● **What to work on**:
Starting at the line that contains "Practice step: point at the durian fruit", transcribe every remaining line of the entries exactly, including the last one.

● **Stored data**:

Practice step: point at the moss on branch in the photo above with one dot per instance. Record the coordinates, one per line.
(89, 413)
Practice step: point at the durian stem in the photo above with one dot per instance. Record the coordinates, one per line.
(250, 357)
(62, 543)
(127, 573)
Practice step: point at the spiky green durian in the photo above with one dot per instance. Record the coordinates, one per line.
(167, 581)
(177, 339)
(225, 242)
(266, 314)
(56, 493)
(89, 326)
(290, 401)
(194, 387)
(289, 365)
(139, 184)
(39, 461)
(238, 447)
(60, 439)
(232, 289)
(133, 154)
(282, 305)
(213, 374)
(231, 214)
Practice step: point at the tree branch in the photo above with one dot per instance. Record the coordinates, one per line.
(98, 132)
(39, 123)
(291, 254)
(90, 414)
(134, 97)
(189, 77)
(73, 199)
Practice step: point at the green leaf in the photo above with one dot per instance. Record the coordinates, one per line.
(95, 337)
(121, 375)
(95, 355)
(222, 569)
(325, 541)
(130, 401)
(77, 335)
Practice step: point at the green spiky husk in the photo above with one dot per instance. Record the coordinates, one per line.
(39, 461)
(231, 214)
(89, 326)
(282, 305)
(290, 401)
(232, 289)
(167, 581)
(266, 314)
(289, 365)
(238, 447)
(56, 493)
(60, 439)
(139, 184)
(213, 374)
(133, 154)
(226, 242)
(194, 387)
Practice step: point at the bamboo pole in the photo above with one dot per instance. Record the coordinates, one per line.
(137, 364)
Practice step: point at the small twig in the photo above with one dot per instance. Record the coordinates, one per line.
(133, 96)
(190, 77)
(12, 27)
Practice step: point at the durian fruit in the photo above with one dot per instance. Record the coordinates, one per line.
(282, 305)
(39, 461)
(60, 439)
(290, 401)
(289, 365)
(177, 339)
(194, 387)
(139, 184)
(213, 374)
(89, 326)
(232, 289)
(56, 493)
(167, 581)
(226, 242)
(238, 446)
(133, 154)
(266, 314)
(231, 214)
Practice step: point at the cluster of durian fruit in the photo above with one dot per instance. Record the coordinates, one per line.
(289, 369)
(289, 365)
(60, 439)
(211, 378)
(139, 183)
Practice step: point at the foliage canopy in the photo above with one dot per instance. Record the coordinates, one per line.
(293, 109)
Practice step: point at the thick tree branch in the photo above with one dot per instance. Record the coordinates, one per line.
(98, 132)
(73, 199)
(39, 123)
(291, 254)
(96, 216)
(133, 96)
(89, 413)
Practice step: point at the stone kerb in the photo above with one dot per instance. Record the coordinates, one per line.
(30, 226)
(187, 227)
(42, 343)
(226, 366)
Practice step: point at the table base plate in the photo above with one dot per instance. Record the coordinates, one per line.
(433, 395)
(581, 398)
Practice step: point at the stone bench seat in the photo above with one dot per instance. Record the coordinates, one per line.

● **Written solution**:
Practice step: point at the durian fruit in the photo above with one dot per instance. Record the coordinates, one per line.
(282, 305)
(39, 461)
(60, 439)
(290, 401)
(289, 365)
(177, 339)
(194, 387)
(139, 184)
(213, 374)
(89, 326)
(232, 289)
(56, 493)
(167, 581)
(226, 242)
(238, 446)
(133, 154)
(266, 314)
(231, 214)
Practice step: point at the cluster of durian fruit in the photo above with one dot per instance. Record the coordinates, one per line.
(289, 369)
(289, 365)
(60, 439)
(211, 378)
(139, 183)
Practice step: point at the foliage canopy in the photo above with one dot per instance. Record the coordinates, one per line.
(293, 109)
Practice step: point at the thick tree branch in the photo above with one dot per instance. Record the coordinates, one per line.
(98, 132)
(73, 199)
(39, 123)
(291, 254)
(96, 216)
(133, 96)
(89, 413)
Practice step: point at the stone kerb in the photo above with one dot per instance. Record the coordinates, one per line.
(30, 226)
(187, 227)
(42, 343)
(226, 366)
Practice step: point at the table base plate in the photo above with one dot per instance. Record the coordinates, one per line.
(433, 395)
(581, 398)
Practice step: point at the stone bench seat in the photo above with one dot per instance. Record the coordinates, one per line.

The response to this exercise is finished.